▶ PAGE
......
I had my disaster at 11:47 PM on a Tuesday. A DigitalOcean Droplet running a client's production web application went unresponsive — no SSH, no ping, no response from the monitoring dashboard. The Droplet's disk had filled 100% due to an uncapped log file, which corrupted the ext4 filesystem. No automatic backups had been configured (we had manual snapshots but the last one was 18 days old). Recovery took 4 hours and resulted in a loss of 3 days of user data. After that incident, I implemented a proper disaster recovery plan across every server we manage. This guide is that plan.
Recovery Time Objective (RTO) is the maximum acceptable time from disaster declaration to service restoration. Recovery Point Objective (RPO) is the maximum acceptable data loss measured in time — how far back can you roll back without unacceptable business impact? These numbers drive every other DR decision. For a customer-facing e-commerce API with transaction data: RTO might be 1 hour, RPO 15 minutes. For an internal reporting dashboard: RTO 8 hours, RPO 24 hours. Do not configure backups and assume you're covered — explicitly agree with stakeholders on RTO and RPO targets and design your DR infrastructure to meet them.
Not all systems need the same DR investment. Tier 1 systems (customer-facing, revenue-generating, compliance-relevant) need aggressive RTO (<1 hour) and RPO (<1 hour) targets — use automated hourly backups with tested recovery runbooks and hot standby. Tier 2 systems (internal tools, dashboards, dev/staging environments) can tolerate 4-8 hour RTO and 24-hour RPO — daily backups, documented recovery procedures. Tier 3 systems (throwaway environments, one-time batch jobs) may need no DR at all. Classify your systems honestly and allocate DR budget proportionally.
DigitalOcean offers automated weekly Droplet backups for 20% of the Droplet cost — a $24/month Droplet costs $4.80/month for weekly backups. Enable this for every Tier 1 and Tier 2 Droplet immediately. DigitalOcean backups capture the entire Droplet state as a snapshot. For more granular RPO, use DigitalOcean Managed Database automated backups (daily full backup + continuous binary log backup = point-in-time recovery to any second within the retention period). For application data not in a managed database (uploaded files, user-generated content), use restic or rclone to push incremental backups to DigitalOcean Spaces or R2 on a schedule.
From my experience: configure disk usage alerts at 80% threshold for every VPS you manage. The most common cause of unplanned downtime I see is disk fill — either log files, container image accumulation, or database transaction logs. Set up a cron job that runs du -sh /var/log/* and alerts via Telegram if any log directory exceeds a threshold. This 30-minute setup prevents 90% of the 'disk full at 2 AM' incidents. Also, set logrotate for all application log files with a maximum size of 100MB and retention of 7 days.
restic is a fast, encrypted, deduplicated backup tool that runs on any Linux server and supports any S3-compatible storage backend. Set up daily restic backups from your VPS to DigitalOcean Spaces or Cloudflare R2 (both S3-compatible). restic automatically deduplicates across backup snapshots, so after the first full backup, incremental snapshots only upload changed data. Encrypt backups with a restic password stored in a secrets manager. Schedule via cron or a systemd timer. Send backup completion status to a Telegram channel so you know immediately if a backup fails.
......
▶ DATA SHOWN

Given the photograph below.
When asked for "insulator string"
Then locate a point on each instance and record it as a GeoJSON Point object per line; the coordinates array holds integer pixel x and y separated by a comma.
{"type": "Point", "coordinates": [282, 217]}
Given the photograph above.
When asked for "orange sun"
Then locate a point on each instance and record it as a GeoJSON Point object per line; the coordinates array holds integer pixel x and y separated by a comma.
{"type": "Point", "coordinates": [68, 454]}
......
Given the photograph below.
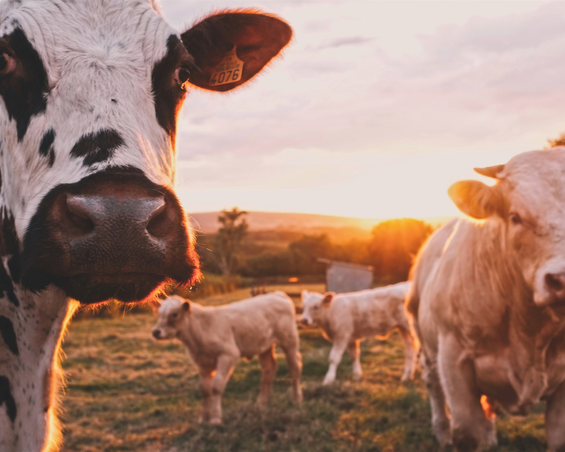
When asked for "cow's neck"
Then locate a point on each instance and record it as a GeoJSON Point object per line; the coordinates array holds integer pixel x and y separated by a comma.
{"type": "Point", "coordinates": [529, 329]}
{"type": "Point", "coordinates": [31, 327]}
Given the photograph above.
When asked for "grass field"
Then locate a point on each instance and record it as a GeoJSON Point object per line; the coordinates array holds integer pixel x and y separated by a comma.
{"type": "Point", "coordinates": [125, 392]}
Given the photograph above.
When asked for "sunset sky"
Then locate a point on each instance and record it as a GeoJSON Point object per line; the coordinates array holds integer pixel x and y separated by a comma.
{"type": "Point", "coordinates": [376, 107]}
......
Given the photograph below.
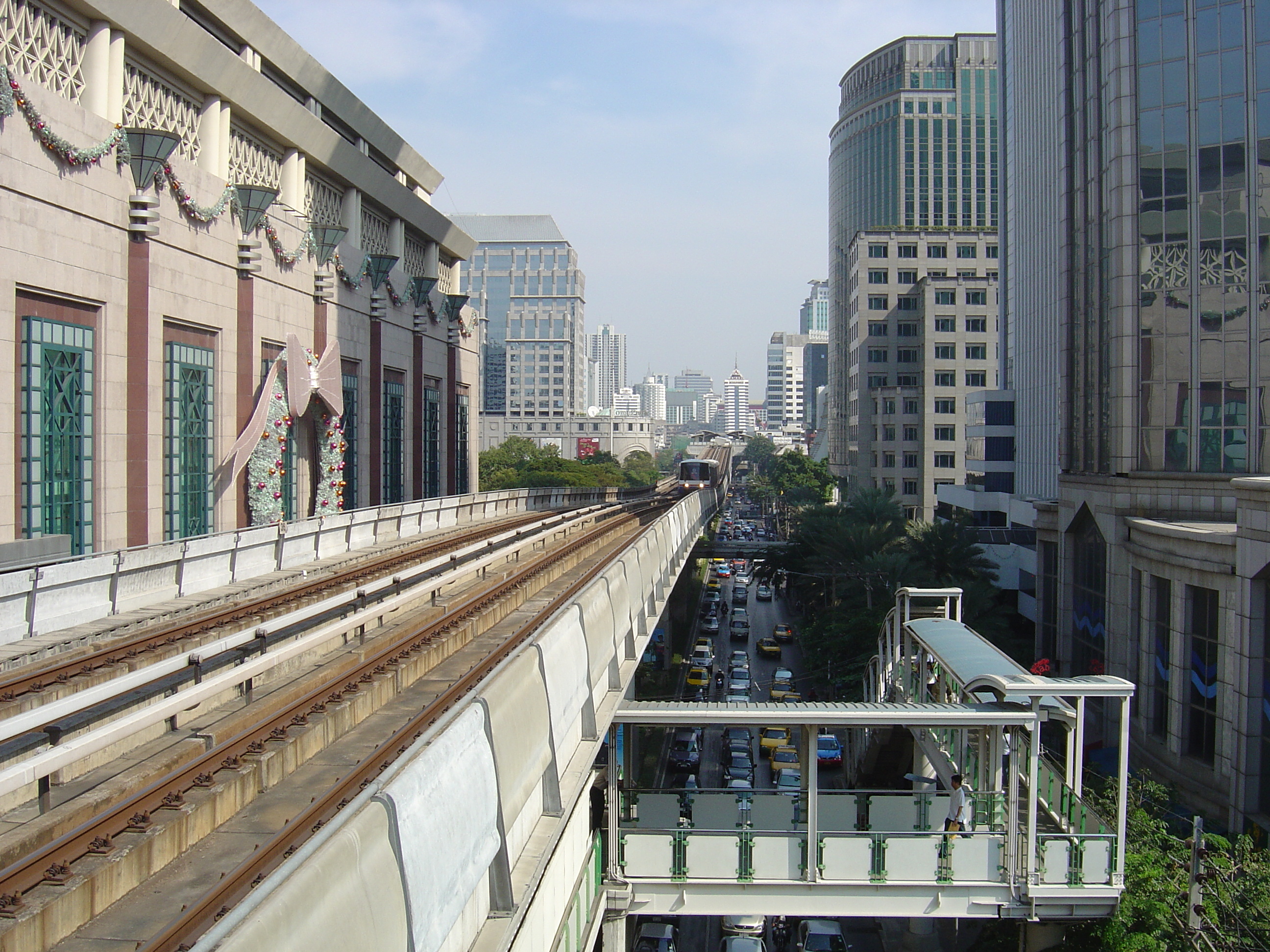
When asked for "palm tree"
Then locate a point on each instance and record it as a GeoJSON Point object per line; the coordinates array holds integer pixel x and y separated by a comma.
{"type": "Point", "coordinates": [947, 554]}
......
▶ YOUR GOAL
In the disaster recovery guide above, at what disk usage level does the writer say to set alerts on every server?

▶ CORRECT RESULT
At 80%.